APPLY WHAT YOU READ ::
• a. Condense the paragraph of the market commentary that begins "Last week, markets surged" into a short bulleted list that keeps its main facts.
• b. Please reproduce everything in the market commentary from "- Canadian bank" down to "chunky dividend increases.", word for word.

EXCERPTED TEXT ::
=== Begin Enclosure ===
- Equity markets were modestly changed this week, despite plenty of volatility, including a strong (maybe curious) rally on the back of a speech from Fed Chair Powell.
- The S&P 500 rose 1.1% when all was done, while the TSX added 0.5%.
- Canadian bank earnings got underway to mixed results, and the sector lagged on the week, down 1.0%, although there were a few chunky dividend increases.
Dovish Fed Comments
Last week, markets surged on indications from the U.S. Federal Reserve that it is prepared to slow the pace of interest rate hikes. But was this reaction premature, and will it affect the Bank of Canada’s rate decision this week? Even before the Fed’s comments, markets’ expectation was that the next increase would be 50 basis points rather than 75. What the market was really happy to hear was that the terminal rate is unlikely to go higher than previously expected. That was a more dovish, or at least a less hawkish, statement than we’d heard previously from the Fed, and markets viewed it as something of a pivot, hence the positive reaction. Our evaluation, however, is that markets are still pricing in a rate cut sooner than we’re likely to get it. And they’re also underestimating how long we’ll stay at the terminal rate once we reach it. As for this week’s rate decision, the Bank of Canada doesn’t necessarily have to follow the Fed’s playbook—it’s entirely possible that we could see fewer rate hikes in Canada than in the United States, especially as the economy starts to weaken on the back of a weaker consumer. We do expect the Bank of Canada to continue to raise rates for now, but we don’t expect them to be as aggressive as they are south of the border.
Bottom Line: The Fed’s slightly dovish comments were good news for markets, but investors may still be underestimating how long higher rates will last—at least in the U.S.
=== End Enclosure ===
STUDY MATERIAL ::
=== Begin Enclosure ===
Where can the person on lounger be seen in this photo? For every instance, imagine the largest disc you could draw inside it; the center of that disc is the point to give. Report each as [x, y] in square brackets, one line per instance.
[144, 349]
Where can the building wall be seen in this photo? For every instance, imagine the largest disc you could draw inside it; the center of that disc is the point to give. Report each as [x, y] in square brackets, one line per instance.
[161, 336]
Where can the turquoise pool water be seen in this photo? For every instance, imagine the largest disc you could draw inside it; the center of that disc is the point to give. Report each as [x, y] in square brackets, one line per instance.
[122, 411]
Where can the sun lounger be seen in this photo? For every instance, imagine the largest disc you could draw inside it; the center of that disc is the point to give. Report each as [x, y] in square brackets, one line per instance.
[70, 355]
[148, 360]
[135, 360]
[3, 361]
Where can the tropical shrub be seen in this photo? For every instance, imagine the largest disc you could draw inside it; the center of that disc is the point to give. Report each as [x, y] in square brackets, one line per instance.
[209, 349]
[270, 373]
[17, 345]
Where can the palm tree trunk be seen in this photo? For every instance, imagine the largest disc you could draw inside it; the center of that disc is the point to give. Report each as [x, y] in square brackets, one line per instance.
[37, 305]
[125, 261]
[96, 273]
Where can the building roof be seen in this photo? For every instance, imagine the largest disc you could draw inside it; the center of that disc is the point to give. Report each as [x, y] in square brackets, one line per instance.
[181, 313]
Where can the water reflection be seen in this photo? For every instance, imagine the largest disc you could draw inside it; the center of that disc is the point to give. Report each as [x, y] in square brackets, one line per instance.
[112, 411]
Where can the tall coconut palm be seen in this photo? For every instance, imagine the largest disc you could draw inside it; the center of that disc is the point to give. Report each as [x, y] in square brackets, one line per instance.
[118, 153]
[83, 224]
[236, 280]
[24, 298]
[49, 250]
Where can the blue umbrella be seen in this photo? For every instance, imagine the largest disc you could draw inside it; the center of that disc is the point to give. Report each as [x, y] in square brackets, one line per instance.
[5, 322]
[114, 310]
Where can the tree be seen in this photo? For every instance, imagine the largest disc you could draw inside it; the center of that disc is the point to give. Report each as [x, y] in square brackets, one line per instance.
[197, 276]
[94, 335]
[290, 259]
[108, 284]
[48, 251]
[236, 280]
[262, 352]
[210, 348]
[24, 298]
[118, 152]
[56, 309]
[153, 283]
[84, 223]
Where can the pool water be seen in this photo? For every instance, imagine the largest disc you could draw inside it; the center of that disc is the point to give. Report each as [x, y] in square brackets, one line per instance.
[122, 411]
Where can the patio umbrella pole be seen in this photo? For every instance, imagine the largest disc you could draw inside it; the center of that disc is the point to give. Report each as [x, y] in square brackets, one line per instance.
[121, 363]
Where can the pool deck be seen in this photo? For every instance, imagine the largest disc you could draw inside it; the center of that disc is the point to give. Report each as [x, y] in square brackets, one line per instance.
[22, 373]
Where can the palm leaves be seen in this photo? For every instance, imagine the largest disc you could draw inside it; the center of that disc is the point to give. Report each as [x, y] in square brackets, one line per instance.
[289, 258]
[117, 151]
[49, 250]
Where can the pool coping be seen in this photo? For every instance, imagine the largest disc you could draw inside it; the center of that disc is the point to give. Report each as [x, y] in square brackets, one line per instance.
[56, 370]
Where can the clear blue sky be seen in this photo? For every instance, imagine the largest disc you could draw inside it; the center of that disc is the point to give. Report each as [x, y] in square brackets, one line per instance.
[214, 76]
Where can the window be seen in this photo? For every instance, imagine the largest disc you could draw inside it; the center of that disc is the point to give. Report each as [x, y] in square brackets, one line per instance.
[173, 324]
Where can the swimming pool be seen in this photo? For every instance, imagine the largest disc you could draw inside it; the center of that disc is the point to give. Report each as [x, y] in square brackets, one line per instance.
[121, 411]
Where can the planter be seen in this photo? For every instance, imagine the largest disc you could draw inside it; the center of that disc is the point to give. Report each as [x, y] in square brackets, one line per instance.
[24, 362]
=== End Enclosure ===
ANSWERS BY TASK ::
• a.
- Markets surged last week after the U.S. Federal Reserve indicated it is prepared to slow the pace of interest rate hikes.
- Markets already expected the next increase to be 50 basis points rather than 75. What pleased them was hearing that the terminal rate is unlikely to go higher than previously expected. They saw this more dovish, or less hawkish, statement as something of a pivot.
- In the authors' view, markets are still pricing in a rate cut sooner than one is likely to come. They are also underestimating how long rates will stay at the terminal rate.
- The Bank of Canada need not follow the Fed. Canada could see fewer hikes than the U.S., especially as a weaker consumer weakens the economy.
- The authors expect the Bank of Canada to keep raising rates for now, though less aggressively than the Fed.

• b.
- Canadian bank earnings got underway to mixed results, and the sector lagged on the week, down 1.0%, although there were a few chunky dividend increases.